Goal of the exercise: Go over the records and copy every line with the string "below".

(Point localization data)
::::

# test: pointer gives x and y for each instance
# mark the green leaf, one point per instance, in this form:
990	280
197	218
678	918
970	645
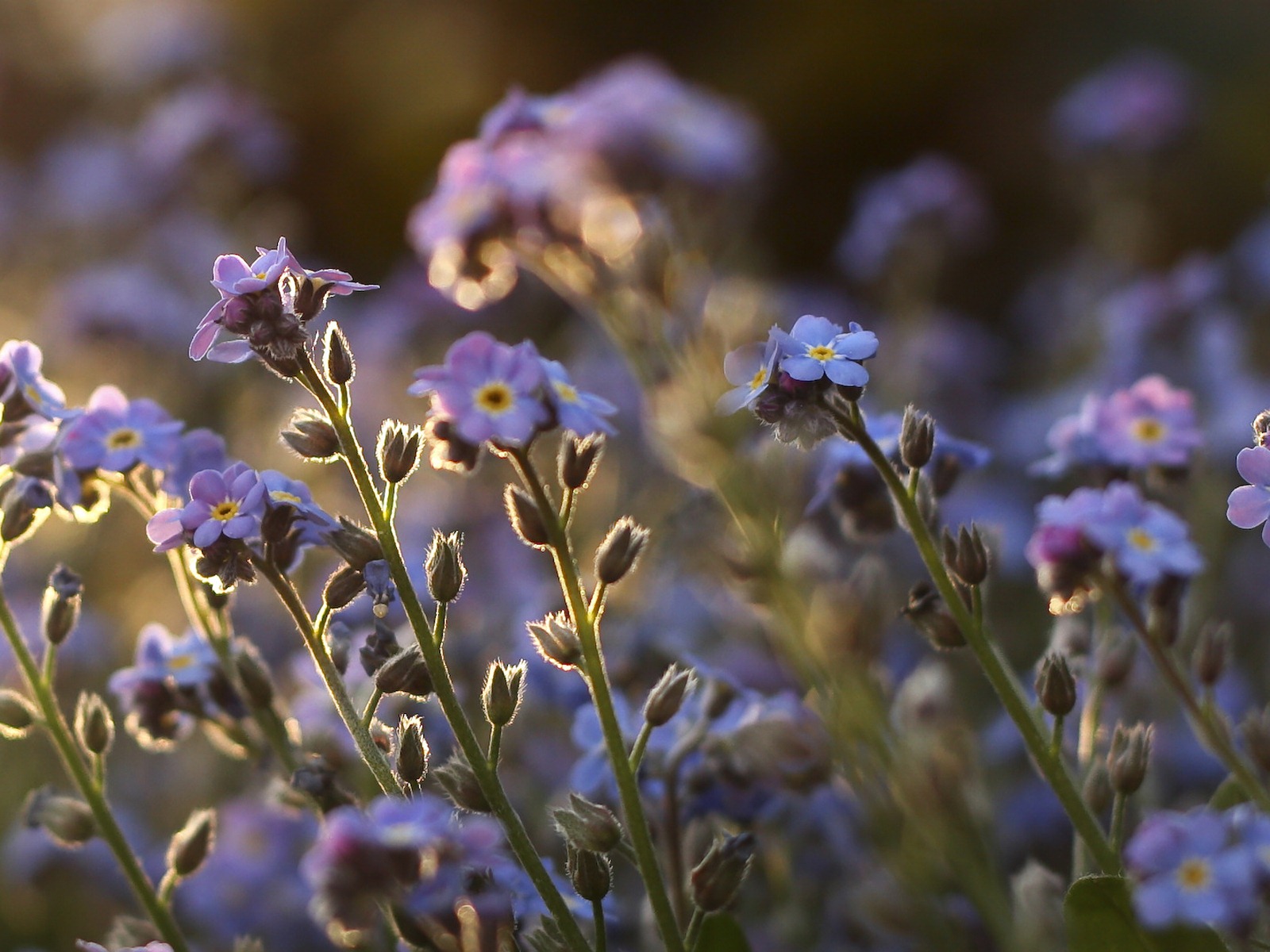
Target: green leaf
1100	917
722	933
1229	793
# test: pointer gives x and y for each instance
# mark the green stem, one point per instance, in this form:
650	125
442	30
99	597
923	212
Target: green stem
1000	676
330	676
1206	721
601	693
429	644
79	774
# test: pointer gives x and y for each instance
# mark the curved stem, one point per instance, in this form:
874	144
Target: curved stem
1000	676
429	644
601	693
83	780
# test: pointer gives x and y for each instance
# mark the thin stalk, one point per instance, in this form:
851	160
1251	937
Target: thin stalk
330	676
1204	720
429	644
73	761
1000	676
601	693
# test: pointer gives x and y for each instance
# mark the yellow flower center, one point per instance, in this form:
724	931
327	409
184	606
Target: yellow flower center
1194	875
124	438
565	393
495	397
1141	539
226	511
1149	429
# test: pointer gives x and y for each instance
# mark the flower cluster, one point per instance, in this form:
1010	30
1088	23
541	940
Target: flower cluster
1200	869
1143	541
1149	424
787	380
493	393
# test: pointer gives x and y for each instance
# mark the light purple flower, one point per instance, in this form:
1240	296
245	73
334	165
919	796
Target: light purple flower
818	348
1248	507
575	410
1187	871
487	390
114	435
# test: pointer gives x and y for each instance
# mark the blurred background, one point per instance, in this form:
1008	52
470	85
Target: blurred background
1077	238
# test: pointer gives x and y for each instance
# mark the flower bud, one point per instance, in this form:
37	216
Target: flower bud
587	825
406	673
925	609
61	606
1128	757
17	715
444	566
525	518
618	552
556	641
254	677
667	696
338	357
579	456
192	843
719	875
343	585
398	451
965	555
461	786
503	692
1056	687
311	436
591	873
916	438
412	750
65	819
94	727
1212	651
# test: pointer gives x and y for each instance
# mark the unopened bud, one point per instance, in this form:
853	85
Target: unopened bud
338	363
503	692
925	609
591	873
579	456
556	641
525	518
406	673
65	819
916	438
1056	687
94	727
1212	651
257	683
398	451
17	715
719	875
667	696
343	585
965	555
444	566
311	436
412	750
461	786
61	606
1128	758
622	547
192	843
1114	658
587	825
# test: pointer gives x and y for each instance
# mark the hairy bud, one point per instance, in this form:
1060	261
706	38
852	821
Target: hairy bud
622	547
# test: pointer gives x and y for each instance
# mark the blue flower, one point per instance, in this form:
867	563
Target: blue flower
818	348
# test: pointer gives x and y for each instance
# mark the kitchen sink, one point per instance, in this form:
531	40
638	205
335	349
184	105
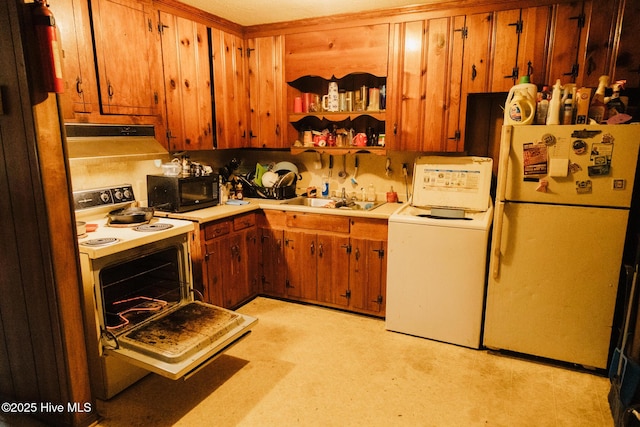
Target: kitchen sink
333	203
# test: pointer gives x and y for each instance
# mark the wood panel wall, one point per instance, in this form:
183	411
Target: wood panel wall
42	351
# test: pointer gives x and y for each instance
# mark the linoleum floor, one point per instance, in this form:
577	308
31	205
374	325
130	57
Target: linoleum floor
310	366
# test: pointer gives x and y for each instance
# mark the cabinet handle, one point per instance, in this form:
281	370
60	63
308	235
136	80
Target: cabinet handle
380	252
591	66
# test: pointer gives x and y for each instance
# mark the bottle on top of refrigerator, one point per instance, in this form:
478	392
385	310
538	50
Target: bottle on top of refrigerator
567	111
615	104
553	116
520	106
542	106
597	108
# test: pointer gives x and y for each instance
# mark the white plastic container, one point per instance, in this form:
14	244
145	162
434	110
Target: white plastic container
520	108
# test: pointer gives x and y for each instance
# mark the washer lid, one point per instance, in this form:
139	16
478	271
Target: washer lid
452	182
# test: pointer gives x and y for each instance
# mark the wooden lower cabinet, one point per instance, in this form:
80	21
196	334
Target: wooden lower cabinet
333	261
230	260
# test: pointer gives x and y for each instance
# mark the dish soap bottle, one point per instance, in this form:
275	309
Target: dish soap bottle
553	117
615	104
597	107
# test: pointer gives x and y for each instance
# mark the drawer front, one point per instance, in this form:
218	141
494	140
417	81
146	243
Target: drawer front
336	224
369	228
244	221
216	229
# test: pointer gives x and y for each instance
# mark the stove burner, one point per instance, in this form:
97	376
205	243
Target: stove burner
157	226
102	241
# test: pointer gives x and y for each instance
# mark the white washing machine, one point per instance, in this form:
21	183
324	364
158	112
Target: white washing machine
436	271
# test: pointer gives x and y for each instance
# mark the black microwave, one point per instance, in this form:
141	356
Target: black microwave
182	193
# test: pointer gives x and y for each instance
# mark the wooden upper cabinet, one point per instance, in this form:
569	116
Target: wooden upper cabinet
230	89
428	63
80	90
519	46
627	65
187	84
566	41
127	52
267	92
477	51
337	52
534	43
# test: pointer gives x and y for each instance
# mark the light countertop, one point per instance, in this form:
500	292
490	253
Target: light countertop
223	211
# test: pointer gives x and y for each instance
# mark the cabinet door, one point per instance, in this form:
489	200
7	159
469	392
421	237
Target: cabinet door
534	44
126	50
80	89
254	277
507	27
475	73
410	57
230	94
187	84
456	102
368	275
236	283
266	92
273	262
333	269
628	60
567	42
216	260
337	52
300	256
601	40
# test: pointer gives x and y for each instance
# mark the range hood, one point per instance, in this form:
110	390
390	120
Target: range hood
90	141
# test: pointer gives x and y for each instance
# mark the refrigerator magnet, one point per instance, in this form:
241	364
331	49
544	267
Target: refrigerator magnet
579	147
543	184
583	187
548	139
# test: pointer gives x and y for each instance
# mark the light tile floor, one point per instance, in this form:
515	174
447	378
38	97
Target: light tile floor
311	366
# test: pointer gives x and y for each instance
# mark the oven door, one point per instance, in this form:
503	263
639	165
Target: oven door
182	341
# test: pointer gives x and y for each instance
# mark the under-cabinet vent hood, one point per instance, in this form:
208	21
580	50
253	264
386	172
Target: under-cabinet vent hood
89	141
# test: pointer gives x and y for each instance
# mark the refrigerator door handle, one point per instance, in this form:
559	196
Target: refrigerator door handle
497	237
503	161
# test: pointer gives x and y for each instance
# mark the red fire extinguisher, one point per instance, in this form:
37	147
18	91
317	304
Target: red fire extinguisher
48	47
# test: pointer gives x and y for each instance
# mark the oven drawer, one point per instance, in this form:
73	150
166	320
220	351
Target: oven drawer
183	340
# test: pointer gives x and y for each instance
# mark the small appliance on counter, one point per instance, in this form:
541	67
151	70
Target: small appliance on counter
436	268
182	193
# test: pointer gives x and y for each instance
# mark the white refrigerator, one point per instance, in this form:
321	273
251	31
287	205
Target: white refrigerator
562	205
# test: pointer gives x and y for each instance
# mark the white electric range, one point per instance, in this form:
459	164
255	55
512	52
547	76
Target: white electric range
140	307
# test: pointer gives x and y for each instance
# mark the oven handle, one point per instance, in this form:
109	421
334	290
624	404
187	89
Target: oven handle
214	357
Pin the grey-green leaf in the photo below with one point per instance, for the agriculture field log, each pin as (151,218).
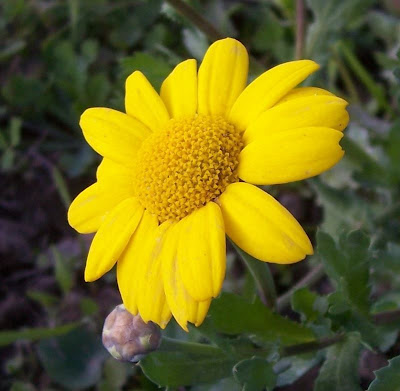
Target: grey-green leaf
(387,378)
(232,314)
(173,369)
(255,374)
(340,369)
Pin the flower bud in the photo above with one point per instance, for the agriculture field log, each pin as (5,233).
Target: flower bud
(128,337)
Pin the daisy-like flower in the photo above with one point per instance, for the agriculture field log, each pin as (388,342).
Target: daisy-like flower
(180,170)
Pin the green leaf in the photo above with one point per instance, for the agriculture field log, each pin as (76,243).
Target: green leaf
(73,360)
(155,68)
(308,304)
(297,366)
(8,337)
(15,131)
(312,309)
(348,265)
(231,314)
(114,375)
(340,369)
(262,277)
(255,374)
(175,369)
(387,378)
(22,386)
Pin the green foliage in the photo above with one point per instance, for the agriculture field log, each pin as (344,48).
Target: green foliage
(387,378)
(348,265)
(58,58)
(73,360)
(255,374)
(340,370)
(186,368)
(231,314)
(9,337)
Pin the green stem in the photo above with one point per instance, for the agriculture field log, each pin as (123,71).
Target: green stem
(262,276)
(300,29)
(309,279)
(169,344)
(174,345)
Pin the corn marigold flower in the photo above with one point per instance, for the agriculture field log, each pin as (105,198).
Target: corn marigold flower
(180,170)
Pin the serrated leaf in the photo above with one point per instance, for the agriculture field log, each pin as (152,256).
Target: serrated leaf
(308,304)
(348,266)
(340,369)
(297,366)
(255,374)
(232,314)
(312,309)
(175,369)
(387,378)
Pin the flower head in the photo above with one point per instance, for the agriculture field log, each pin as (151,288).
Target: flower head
(179,172)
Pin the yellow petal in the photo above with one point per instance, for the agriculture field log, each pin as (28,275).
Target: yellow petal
(152,303)
(261,226)
(179,90)
(113,177)
(303,92)
(201,252)
(143,103)
(318,110)
(267,89)
(183,306)
(290,155)
(112,237)
(222,76)
(113,134)
(89,209)
(129,263)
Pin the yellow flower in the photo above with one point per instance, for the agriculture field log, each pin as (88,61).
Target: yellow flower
(179,172)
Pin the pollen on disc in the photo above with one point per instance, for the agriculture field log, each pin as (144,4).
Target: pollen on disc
(187,164)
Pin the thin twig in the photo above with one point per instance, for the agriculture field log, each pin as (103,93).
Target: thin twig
(309,279)
(300,29)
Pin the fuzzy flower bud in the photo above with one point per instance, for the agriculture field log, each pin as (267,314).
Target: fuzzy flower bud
(128,337)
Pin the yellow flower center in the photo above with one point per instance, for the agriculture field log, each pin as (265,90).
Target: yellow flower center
(186,165)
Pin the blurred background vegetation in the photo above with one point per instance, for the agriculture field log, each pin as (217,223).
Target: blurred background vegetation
(59,57)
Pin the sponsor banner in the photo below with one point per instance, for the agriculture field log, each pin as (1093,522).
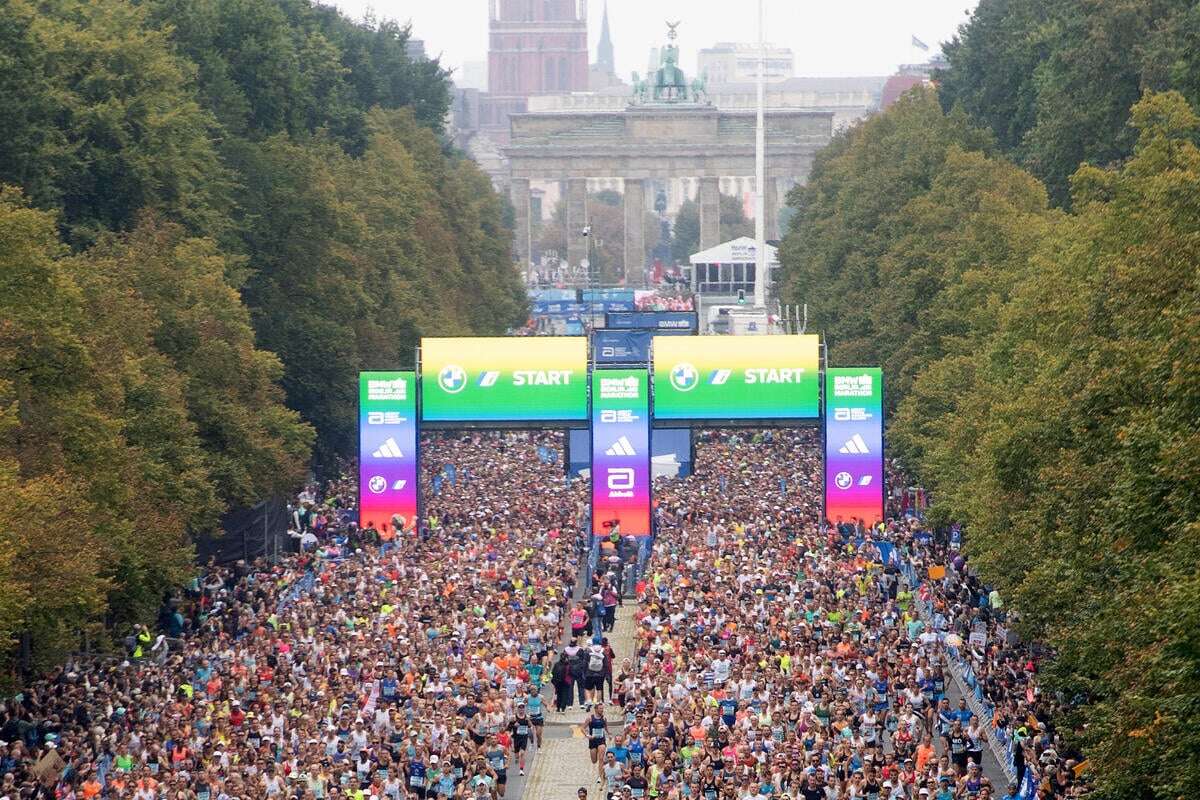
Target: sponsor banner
(853,444)
(576,308)
(621,347)
(736,377)
(388,489)
(504,379)
(679,323)
(551,295)
(621,451)
(611,295)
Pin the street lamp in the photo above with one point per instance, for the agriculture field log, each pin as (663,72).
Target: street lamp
(587,265)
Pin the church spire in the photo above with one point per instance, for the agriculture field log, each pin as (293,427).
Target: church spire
(604,49)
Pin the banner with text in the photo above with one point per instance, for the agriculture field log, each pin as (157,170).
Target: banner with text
(736,377)
(621,347)
(853,444)
(504,379)
(388,487)
(621,452)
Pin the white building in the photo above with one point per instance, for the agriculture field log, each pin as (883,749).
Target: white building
(738,62)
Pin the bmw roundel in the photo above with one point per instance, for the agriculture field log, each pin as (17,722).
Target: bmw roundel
(684,377)
(453,378)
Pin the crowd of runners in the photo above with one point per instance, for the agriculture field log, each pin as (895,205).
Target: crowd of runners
(779,661)
(772,660)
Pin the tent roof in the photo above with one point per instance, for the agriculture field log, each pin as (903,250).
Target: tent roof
(737,251)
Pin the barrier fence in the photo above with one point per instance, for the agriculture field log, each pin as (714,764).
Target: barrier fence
(1000,740)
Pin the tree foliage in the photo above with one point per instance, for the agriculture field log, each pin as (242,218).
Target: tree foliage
(867,218)
(685,241)
(1055,79)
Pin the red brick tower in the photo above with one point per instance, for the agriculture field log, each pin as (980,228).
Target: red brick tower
(535,47)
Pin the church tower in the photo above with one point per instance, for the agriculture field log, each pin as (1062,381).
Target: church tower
(604,49)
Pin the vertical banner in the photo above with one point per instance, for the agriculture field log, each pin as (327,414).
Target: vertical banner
(388,481)
(621,451)
(853,444)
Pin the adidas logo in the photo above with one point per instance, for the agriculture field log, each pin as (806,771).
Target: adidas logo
(389,449)
(621,447)
(855,445)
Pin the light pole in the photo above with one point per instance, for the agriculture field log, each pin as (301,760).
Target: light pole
(760,158)
(588,278)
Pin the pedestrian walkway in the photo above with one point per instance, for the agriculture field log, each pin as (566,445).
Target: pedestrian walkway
(563,765)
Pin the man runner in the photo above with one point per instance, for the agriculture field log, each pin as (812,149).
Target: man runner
(595,728)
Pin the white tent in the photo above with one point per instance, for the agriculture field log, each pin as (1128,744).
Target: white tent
(736,251)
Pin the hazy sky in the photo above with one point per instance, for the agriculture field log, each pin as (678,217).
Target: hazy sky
(829,37)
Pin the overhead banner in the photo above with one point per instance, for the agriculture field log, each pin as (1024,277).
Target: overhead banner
(663,323)
(855,444)
(736,378)
(504,379)
(388,488)
(621,347)
(621,452)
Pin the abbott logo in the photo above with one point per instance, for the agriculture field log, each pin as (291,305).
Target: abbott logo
(621,482)
(453,378)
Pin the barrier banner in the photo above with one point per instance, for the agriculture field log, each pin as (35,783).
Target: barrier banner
(388,457)
(736,377)
(621,452)
(504,379)
(855,444)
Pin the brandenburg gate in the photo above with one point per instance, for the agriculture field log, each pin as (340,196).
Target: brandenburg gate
(667,131)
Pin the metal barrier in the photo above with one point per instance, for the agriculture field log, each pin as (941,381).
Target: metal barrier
(999,744)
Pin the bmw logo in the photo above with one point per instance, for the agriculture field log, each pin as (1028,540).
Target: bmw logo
(684,377)
(453,378)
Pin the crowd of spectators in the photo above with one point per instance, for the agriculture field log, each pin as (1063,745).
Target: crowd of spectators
(774,657)
(665,300)
(409,669)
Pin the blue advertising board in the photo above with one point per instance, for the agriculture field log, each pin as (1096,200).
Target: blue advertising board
(621,347)
(664,323)
(571,308)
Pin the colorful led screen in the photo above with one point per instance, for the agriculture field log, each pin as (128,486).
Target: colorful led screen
(388,488)
(736,377)
(621,451)
(504,379)
(853,444)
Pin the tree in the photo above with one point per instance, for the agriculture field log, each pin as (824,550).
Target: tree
(856,208)
(1066,439)
(106,122)
(685,241)
(1055,79)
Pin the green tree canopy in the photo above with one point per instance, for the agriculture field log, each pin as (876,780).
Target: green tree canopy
(1066,438)
(1055,79)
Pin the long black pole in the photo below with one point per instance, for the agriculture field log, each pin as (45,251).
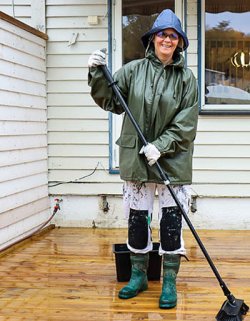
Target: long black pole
(166,181)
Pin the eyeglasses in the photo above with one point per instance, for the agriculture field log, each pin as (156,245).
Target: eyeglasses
(163,35)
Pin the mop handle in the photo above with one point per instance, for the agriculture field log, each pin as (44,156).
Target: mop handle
(165,178)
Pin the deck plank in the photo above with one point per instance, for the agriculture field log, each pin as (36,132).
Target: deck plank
(69,274)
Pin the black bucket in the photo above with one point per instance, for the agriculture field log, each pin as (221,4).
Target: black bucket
(123,264)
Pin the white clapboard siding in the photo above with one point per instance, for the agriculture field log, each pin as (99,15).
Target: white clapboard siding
(78,130)
(64,162)
(84,112)
(21,156)
(24,201)
(78,138)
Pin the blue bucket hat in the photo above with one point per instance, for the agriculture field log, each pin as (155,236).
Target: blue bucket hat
(166,19)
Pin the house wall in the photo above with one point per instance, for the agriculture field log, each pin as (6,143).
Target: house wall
(24,201)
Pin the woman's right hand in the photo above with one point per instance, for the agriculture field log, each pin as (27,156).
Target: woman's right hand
(97,58)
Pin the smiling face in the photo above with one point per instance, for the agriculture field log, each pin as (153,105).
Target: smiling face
(165,43)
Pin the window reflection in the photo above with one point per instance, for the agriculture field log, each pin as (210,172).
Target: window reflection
(227,54)
(137,18)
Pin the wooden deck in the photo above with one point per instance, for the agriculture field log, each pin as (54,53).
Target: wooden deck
(69,274)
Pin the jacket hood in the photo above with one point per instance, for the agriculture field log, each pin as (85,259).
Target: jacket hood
(166,19)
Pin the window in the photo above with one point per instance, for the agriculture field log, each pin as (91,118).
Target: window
(226,76)
(130,20)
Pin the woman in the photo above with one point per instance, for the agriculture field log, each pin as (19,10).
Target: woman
(162,96)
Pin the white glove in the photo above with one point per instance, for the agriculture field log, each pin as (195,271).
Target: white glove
(97,58)
(151,152)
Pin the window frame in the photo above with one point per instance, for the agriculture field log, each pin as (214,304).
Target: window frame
(210,109)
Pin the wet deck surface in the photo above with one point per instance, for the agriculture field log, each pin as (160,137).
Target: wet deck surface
(69,274)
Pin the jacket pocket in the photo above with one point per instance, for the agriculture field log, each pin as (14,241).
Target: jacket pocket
(127,141)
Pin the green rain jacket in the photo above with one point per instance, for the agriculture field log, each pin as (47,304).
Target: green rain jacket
(164,103)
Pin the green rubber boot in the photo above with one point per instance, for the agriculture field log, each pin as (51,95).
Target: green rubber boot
(171,265)
(139,280)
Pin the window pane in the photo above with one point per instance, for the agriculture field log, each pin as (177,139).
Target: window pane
(137,19)
(227,53)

::::

Task output:
Pin the grey-green leaf in the photo below with one point per instance, for the agriculture field log, each pin as (151,218).
Pin the sponsor banner in the photo below with one point per instance, for the agriculture field log, each pin as (1093,522).
Pin the long black pole in the photo below with one point per instance, for the agriculture field log, each pin as (45,251).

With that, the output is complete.